▶ **OBJECTIVE**:
Write out the stretch of the records from the start through the line containing "top-left (94, 26), bottom-right (1082, 843)" as a two-column CSV with the columns input and output, one row per record, with the record's text under input and its answer under output. Quote each field, turn line breaks into spaces, and leave the pictures out.

^^^^^^^^

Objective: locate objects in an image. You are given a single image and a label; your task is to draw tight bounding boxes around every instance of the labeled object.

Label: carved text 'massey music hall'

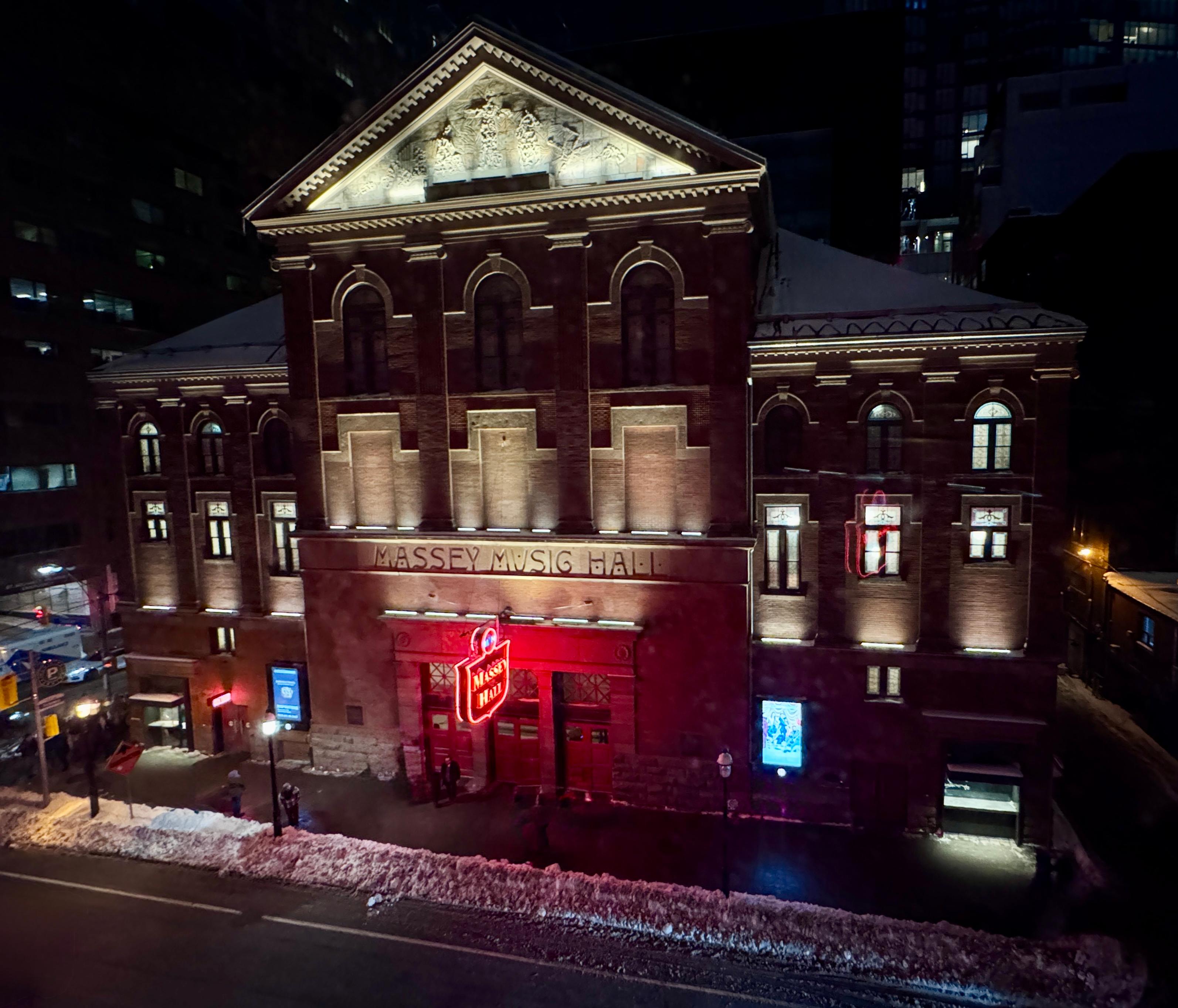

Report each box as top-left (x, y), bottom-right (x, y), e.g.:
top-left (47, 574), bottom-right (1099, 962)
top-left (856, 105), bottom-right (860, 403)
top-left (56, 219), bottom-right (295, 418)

top-left (94, 26), bottom-right (1082, 843)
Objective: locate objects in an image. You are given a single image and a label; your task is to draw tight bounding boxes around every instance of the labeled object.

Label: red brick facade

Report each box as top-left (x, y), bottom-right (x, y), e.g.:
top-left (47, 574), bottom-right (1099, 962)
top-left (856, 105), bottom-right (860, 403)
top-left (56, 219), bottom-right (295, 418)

top-left (92, 28), bottom-right (1078, 842)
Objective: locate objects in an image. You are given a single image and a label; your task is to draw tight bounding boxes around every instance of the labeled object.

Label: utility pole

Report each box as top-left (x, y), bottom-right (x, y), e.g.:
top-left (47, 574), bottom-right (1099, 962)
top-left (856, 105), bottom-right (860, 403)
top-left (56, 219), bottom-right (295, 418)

top-left (28, 651), bottom-right (50, 809)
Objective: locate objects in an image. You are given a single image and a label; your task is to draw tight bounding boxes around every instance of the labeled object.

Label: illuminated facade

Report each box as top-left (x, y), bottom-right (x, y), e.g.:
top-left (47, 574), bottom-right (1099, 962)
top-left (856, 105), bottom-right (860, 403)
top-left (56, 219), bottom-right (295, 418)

top-left (750, 232), bottom-right (1083, 844)
top-left (95, 27), bottom-right (1082, 843)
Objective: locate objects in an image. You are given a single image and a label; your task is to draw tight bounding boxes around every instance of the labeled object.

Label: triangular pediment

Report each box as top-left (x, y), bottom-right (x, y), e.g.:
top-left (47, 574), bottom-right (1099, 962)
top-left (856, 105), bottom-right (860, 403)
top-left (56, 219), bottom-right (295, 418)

top-left (246, 25), bottom-right (763, 221)
top-left (308, 65), bottom-right (695, 212)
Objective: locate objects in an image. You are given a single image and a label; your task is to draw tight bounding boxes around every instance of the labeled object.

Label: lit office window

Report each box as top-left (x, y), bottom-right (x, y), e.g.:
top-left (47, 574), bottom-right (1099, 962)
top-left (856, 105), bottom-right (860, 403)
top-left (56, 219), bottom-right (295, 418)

top-left (270, 500), bottom-right (299, 573)
top-left (144, 500), bottom-right (169, 543)
top-left (970, 508), bottom-right (1011, 561)
top-left (764, 504), bottom-right (802, 591)
top-left (971, 402), bottom-right (1014, 470)
top-left (205, 500), bottom-right (233, 558)
top-left (172, 168), bottom-right (205, 195)
top-left (862, 504), bottom-right (900, 576)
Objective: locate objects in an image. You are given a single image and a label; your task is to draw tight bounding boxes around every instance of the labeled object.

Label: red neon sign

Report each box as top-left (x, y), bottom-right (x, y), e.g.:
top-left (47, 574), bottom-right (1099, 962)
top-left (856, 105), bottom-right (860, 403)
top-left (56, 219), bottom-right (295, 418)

top-left (454, 621), bottom-right (511, 724)
top-left (842, 490), bottom-right (899, 578)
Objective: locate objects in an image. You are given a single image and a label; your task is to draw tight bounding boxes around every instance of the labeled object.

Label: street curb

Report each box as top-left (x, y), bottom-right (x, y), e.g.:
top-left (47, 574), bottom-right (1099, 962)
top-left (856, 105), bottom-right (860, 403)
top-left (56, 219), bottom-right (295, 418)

top-left (0, 789), bottom-right (1145, 1008)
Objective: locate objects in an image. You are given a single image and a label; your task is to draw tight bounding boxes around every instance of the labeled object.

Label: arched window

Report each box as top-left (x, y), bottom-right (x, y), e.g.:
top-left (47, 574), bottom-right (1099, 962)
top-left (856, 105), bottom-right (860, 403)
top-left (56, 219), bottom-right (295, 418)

top-left (763, 405), bottom-right (802, 472)
top-left (198, 420), bottom-right (225, 476)
top-left (622, 263), bottom-right (675, 385)
top-left (867, 403), bottom-right (903, 472)
top-left (137, 420), bottom-right (159, 476)
top-left (972, 402), bottom-right (1013, 470)
top-left (262, 417), bottom-right (291, 476)
top-left (344, 284), bottom-right (389, 396)
top-left (475, 273), bottom-right (523, 392)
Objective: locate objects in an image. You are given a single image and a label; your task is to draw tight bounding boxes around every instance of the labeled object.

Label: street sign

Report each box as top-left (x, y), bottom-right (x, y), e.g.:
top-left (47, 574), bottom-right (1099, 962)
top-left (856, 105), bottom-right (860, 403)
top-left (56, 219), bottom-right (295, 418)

top-left (37, 662), bottom-right (66, 690)
top-left (106, 742), bottom-right (144, 776)
top-left (454, 621), bottom-right (511, 724)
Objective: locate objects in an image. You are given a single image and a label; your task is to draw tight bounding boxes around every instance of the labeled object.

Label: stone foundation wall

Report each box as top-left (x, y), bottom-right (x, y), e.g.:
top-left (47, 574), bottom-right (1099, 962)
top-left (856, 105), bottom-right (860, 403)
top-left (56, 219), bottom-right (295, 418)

top-left (311, 724), bottom-right (401, 780)
top-left (614, 754), bottom-right (726, 811)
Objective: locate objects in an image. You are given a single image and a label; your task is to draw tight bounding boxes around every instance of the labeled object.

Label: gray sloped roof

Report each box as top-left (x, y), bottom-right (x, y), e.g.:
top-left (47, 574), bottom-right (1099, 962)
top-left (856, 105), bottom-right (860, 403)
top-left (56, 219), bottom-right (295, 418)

top-left (89, 294), bottom-right (286, 380)
top-left (756, 231), bottom-right (1083, 339)
top-left (1105, 570), bottom-right (1178, 623)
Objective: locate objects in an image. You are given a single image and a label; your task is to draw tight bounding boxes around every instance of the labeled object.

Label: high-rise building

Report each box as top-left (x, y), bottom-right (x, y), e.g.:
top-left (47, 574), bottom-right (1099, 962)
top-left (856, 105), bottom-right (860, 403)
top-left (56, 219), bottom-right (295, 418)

top-left (0, 0), bottom-right (436, 611)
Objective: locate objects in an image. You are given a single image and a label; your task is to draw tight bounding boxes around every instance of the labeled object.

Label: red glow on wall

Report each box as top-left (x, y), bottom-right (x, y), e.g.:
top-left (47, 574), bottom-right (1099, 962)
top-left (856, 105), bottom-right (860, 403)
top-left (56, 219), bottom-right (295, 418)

top-left (454, 621), bottom-right (511, 724)
top-left (842, 490), bottom-right (899, 578)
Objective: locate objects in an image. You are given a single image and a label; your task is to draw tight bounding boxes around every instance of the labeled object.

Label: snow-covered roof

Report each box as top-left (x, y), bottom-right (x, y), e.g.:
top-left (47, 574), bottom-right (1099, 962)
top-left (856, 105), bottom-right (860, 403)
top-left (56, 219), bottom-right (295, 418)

top-left (755, 229), bottom-right (1083, 339)
top-left (89, 294), bottom-right (286, 380)
top-left (1105, 570), bottom-right (1178, 623)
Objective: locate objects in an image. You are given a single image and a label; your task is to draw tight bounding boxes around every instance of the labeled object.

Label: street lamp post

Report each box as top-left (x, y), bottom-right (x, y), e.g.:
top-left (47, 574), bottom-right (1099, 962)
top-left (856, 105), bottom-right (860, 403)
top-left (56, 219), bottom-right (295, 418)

top-left (262, 710), bottom-right (283, 836)
top-left (716, 745), bottom-right (733, 896)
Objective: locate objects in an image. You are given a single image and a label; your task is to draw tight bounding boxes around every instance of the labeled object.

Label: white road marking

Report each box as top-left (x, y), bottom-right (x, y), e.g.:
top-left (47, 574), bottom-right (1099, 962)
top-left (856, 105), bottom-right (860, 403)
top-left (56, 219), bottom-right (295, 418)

top-left (262, 914), bottom-right (798, 1008)
top-left (0, 871), bottom-right (798, 1008)
top-left (0, 871), bottom-right (241, 915)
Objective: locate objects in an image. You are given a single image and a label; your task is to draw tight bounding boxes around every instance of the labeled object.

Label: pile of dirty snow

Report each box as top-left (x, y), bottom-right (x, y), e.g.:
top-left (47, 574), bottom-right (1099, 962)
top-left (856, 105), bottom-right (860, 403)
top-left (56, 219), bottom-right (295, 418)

top-left (0, 789), bottom-right (1144, 1008)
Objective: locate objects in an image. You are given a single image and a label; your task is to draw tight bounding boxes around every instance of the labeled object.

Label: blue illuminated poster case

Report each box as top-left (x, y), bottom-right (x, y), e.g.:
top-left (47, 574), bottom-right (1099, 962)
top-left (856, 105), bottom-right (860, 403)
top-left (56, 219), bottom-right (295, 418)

top-left (761, 699), bottom-right (802, 770)
top-left (270, 665), bottom-right (306, 725)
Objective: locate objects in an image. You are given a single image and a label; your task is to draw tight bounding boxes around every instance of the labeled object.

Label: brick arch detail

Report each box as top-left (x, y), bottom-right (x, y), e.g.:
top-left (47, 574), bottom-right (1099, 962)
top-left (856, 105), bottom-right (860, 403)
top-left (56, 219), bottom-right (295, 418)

top-left (609, 241), bottom-right (685, 307)
top-left (331, 263), bottom-right (392, 318)
top-left (754, 392), bottom-right (818, 426)
top-left (462, 253), bottom-right (533, 316)
top-left (963, 385), bottom-right (1027, 424)
top-left (855, 389), bottom-right (921, 424)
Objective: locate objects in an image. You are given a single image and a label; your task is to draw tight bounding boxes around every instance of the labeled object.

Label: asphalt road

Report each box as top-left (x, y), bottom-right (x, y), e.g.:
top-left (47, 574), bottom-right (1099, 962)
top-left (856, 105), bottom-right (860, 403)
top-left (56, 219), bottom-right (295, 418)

top-left (0, 850), bottom-right (980, 1008)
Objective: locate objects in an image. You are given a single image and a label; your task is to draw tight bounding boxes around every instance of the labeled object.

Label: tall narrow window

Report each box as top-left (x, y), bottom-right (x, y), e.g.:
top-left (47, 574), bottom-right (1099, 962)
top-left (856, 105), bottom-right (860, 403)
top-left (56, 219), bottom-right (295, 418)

top-left (144, 500), bottom-right (167, 543)
top-left (475, 273), bottom-right (523, 392)
top-left (972, 403), bottom-right (1013, 470)
top-left (270, 500), bottom-right (298, 573)
top-left (208, 626), bottom-right (237, 655)
top-left (622, 263), bottom-right (675, 385)
top-left (862, 504), bottom-right (900, 577)
top-left (262, 417), bottom-right (291, 476)
top-left (764, 504), bottom-right (802, 591)
top-left (205, 500), bottom-right (233, 558)
top-left (1137, 615), bottom-right (1154, 648)
top-left (762, 406), bottom-right (802, 473)
top-left (867, 403), bottom-right (903, 472)
top-left (199, 420), bottom-right (225, 476)
top-left (137, 422), bottom-right (159, 476)
top-left (344, 285), bottom-right (389, 396)
top-left (970, 508), bottom-right (1011, 561)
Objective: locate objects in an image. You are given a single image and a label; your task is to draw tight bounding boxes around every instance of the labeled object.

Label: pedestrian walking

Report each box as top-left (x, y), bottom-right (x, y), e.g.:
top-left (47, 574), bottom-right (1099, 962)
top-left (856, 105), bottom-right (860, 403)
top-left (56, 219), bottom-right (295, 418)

^^^^^^^^

▶ **FULL SOLUTION**:
input,output
"Objective: locate objects in an image. You are given a single image and a label; your task is to draw tight bounding boxes around every instance of the labeled object. Label: carved text 'massey music hall' Report each box as top-left (x, y), bottom-right (x, y), e.g.: top-left (47, 574), bottom-right (1099, 962) top-left (856, 105), bottom-right (860, 403) top-left (56, 219), bottom-right (295, 418)","top-left (94, 26), bottom-right (1082, 843)"